[begin Input]

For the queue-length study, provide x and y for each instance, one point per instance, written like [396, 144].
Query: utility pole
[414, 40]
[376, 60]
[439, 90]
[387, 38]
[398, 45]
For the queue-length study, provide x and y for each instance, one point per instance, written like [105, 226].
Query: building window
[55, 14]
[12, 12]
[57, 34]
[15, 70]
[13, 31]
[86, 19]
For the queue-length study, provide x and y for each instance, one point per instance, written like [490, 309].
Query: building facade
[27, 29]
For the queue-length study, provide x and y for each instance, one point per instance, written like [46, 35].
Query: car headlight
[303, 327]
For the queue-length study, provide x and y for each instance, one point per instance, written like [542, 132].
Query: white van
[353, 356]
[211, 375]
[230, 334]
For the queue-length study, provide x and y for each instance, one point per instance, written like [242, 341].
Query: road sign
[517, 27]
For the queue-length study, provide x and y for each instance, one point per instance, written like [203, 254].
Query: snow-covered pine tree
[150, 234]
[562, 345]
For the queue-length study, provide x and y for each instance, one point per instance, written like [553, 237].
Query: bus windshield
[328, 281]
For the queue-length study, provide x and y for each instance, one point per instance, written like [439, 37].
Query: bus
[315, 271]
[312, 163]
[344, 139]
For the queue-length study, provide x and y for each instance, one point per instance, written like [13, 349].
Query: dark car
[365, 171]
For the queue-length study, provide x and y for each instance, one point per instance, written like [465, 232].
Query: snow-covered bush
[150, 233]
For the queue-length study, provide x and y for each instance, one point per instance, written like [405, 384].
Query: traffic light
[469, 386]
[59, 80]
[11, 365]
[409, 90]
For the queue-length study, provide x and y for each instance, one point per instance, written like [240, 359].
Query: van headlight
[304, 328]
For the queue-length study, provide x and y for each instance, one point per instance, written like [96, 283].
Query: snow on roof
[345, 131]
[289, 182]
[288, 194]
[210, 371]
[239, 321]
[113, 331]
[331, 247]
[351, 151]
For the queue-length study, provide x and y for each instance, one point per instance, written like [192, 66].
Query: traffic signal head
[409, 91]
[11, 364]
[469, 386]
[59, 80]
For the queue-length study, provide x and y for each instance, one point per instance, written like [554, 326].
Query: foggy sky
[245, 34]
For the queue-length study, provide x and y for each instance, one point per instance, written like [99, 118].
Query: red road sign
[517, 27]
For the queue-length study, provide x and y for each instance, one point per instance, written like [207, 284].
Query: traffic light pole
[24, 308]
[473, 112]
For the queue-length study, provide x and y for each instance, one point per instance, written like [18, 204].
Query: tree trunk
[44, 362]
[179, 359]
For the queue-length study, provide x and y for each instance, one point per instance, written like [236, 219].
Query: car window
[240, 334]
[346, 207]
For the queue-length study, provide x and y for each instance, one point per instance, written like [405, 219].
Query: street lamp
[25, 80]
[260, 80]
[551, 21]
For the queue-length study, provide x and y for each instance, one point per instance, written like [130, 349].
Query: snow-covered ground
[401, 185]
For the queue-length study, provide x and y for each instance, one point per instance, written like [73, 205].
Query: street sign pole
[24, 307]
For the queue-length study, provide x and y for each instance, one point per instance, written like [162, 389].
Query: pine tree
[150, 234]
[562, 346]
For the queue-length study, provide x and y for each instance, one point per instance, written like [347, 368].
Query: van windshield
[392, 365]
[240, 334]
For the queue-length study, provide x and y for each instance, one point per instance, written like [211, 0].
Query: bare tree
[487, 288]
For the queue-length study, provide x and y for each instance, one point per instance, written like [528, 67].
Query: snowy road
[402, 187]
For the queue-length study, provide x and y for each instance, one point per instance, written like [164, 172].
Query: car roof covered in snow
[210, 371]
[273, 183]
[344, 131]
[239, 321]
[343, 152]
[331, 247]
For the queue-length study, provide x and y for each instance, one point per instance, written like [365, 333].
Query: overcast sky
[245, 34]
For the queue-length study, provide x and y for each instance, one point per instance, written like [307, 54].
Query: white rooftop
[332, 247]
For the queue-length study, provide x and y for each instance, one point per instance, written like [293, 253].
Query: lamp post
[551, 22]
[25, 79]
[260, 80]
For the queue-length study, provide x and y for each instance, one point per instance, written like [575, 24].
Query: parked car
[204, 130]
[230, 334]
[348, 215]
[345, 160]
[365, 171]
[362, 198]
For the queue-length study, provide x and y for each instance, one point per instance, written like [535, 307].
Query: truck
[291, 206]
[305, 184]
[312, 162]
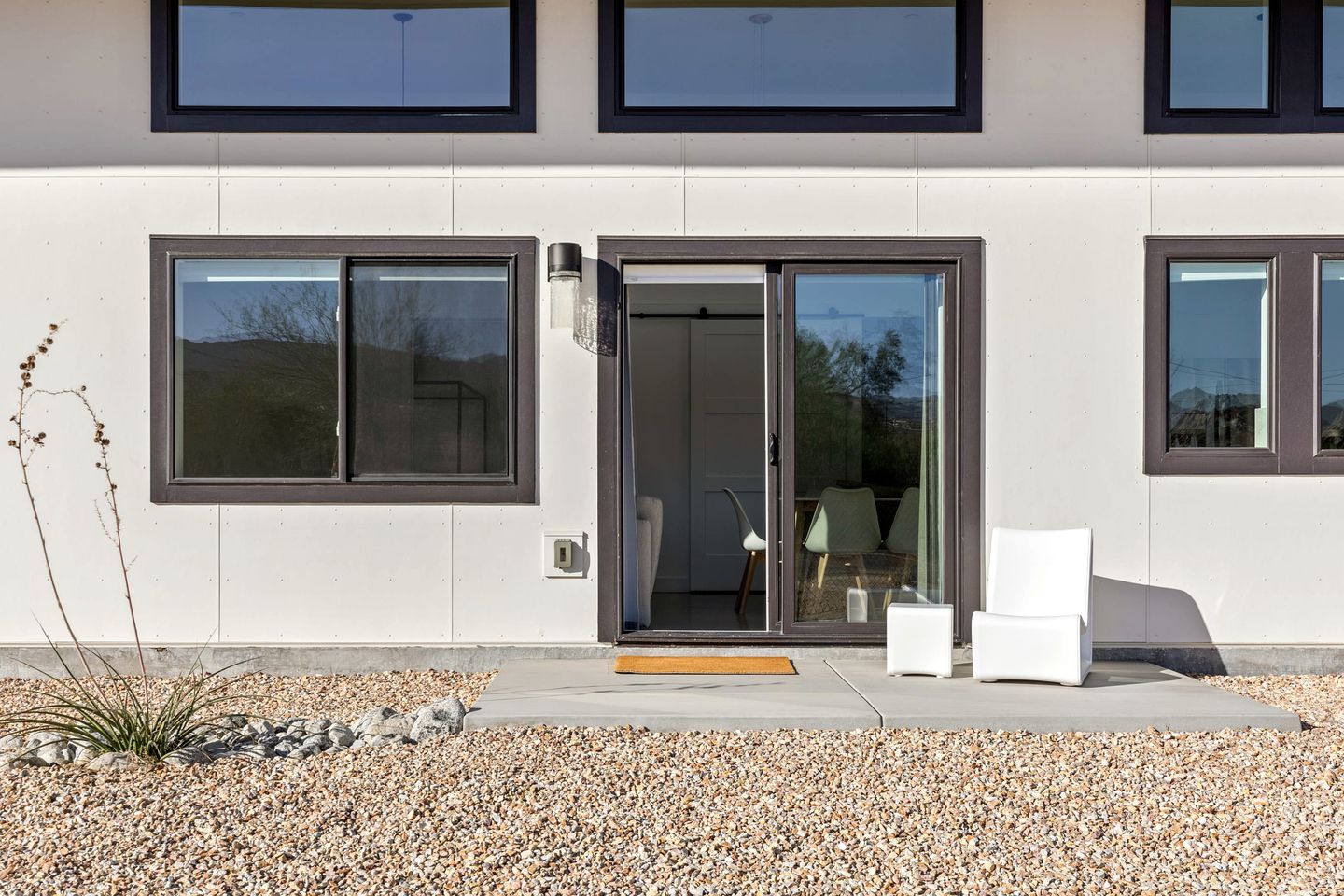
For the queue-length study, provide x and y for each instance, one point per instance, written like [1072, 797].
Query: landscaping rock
[372, 716]
[393, 725]
[113, 761]
[55, 754]
[437, 719]
[42, 739]
[316, 743]
[341, 735]
[259, 728]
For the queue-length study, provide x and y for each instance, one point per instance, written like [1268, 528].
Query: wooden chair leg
[748, 578]
[746, 581]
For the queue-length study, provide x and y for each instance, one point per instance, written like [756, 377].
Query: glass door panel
[863, 422]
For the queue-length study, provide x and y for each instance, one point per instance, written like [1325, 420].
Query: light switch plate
[552, 553]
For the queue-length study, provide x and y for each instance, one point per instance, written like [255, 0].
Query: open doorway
[696, 436]
[830, 388]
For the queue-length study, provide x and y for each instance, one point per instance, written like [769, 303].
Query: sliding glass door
[863, 470]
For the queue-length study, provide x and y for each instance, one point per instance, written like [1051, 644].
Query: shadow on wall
[1169, 620]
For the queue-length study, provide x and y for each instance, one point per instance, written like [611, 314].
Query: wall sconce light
[574, 306]
[565, 272]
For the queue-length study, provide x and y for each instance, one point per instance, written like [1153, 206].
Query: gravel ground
[633, 812]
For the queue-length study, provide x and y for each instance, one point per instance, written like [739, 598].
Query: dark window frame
[964, 421]
[167, 116]
[519, 253]
[1295, 347]
[1295, 73]
[614, 117]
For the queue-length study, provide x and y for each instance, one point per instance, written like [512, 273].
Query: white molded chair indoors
[1036, 623]
[846, 525]
[753, 544]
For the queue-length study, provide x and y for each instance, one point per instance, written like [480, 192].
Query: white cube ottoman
[919, 639]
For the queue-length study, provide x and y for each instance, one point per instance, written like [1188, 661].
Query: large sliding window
[1245, 370]
[804, 64]
[343, 64]
[1245, 66]
[369, 371]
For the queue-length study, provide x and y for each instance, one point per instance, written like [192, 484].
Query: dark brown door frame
[964, 415]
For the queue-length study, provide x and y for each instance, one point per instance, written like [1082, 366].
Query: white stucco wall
[1062, 184]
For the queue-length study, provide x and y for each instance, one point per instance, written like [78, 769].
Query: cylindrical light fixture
[565, 260]
[565, 272]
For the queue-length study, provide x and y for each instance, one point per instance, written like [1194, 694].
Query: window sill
[1214, 462]
[710, 121]
[335, 121]
[382, 493]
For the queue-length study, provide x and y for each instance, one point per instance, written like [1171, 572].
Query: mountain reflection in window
[256, 367]
[430, 391]
[1218, 375]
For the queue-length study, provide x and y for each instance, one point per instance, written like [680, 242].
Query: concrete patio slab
[586, 692]
[1117, 696]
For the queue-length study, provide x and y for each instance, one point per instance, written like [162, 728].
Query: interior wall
[662, 404]
[660, 383]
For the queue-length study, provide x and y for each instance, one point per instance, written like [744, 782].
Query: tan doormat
[705, 665]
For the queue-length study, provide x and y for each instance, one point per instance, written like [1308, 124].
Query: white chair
[753, 544]
[1036, 623]
[648, 526]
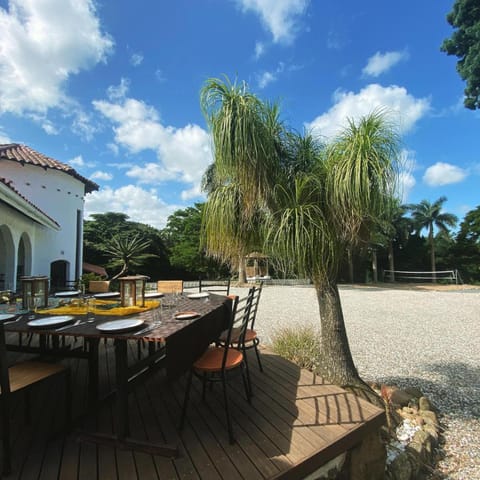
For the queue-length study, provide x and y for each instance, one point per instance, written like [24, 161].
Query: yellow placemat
[76, 308]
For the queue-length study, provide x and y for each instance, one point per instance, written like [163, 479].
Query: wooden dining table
[181, 342]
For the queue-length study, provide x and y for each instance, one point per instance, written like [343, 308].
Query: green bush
[300, 345]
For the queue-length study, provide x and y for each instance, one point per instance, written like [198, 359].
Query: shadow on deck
[295, 424]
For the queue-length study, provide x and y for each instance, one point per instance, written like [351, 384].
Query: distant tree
[465, 44]
[99, 231]
[466, 250]
[182, 239]
[126, 252]
[429, 216]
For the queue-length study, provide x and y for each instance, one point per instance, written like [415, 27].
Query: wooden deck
[294, 425]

[end Input]

◆ Your goal: Please rewrite the stretch from the line containing "like [351, 384]." through the end of the records, replacing "distant tree" with "faraway tree" and keeping everything else the same.

◆ Problem solution:
For the queue-length study, provide x and y for each instance, one point per instance, written like [351, 384].
Query: faraway tree
[465, 44]
[99, 231]
[466, 250]
[182, 239]
[126, 252]
[429, 216]
For the queue-length study, provide x and y for each instance, one point per instance, written like [415, 27].
Query: wooden deck
[294, 425]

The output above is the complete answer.